REQUIRED TASK 1 - In the passage on names as evidence, how was the Durette name spelled in the patent to his heirs?
╭─ PASSAGE
The identity of names is prima facie evidence of the identity of persons and is for the jury to consider. Boyd v. State, 150 Ala. 101, 43 So. 204; Munkers v. State, 87 Ala. 94, 6 So. 357; 1 Greenl. on Ev. (16th Ed.) § 43a. The law allows great latitude in spelling and pronouncing proper names, and, if names are idem sonans, a variance in the spelling is immaterial, and a slight difference in pronunciation of them is unimportant. The exclusion from evidence of this deed (Louis Baudin and others to Thomas Greig and Joaquin Eslava, of date June 3, 1845) may not be justified by reason of the different spelling of the name, as "Baudin," "Beaudin," and "Baudan." At least a jury question as to identity of said grantors with the heirs and legal representatives of Louis Beaudin, deceased, was presented. In the recent decision of Reichert v. Sheip, 204 Ala. 86, 88, 85 So. 267, 268, it was said:

"In the testimony * * * enumerating the heirs of Louis Durette, the name is spelled 'Durette,' while in the patent to his heirs it appears 'Duret.' * * * This difference in spelling would not justify the exclusion of the deed, for the utmost the defendants could claim would be a submission of the question for the consideration of the jury."
╰─
╭─ STORED ROWS
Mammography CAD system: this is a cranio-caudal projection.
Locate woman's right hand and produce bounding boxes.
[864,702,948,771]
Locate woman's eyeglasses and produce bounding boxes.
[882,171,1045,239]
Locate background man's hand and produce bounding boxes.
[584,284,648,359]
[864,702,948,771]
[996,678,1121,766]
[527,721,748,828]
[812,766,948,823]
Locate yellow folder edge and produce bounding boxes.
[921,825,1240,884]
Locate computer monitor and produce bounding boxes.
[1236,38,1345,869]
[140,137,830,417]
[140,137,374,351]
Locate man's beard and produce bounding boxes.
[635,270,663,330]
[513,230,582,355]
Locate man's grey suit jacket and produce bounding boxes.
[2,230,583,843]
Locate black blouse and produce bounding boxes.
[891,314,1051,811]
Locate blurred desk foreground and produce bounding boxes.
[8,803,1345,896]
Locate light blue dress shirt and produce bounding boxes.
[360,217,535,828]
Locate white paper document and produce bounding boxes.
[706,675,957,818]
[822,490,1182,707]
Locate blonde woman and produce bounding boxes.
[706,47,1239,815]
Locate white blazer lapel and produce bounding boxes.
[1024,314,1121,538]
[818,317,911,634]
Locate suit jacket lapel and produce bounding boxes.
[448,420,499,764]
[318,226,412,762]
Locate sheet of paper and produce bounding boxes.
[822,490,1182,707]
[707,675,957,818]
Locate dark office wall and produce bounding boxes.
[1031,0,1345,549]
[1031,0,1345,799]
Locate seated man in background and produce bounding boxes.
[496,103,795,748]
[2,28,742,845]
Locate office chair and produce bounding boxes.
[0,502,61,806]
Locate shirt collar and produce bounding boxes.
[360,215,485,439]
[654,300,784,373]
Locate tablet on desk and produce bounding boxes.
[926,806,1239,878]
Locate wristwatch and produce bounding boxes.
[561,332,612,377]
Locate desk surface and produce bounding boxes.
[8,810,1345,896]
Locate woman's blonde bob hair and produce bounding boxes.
╰─
REQUIRED TASK 2 - Scale the listing from the line with "Locate desk surface" through its last line, and give only those lines. Repeat each line, requests included, but multiply every bounding-box coordinate in the answers by 2.35 and round to whole numbers, with halves rounded up.

FULL ANSWER 1 - Duret

FULL ANSWER 2 -
Locate desk surface and produce bounding boxes.
[19,1904,3161,2106]
Locate woman's blonde bob hair and produce bounding boxes.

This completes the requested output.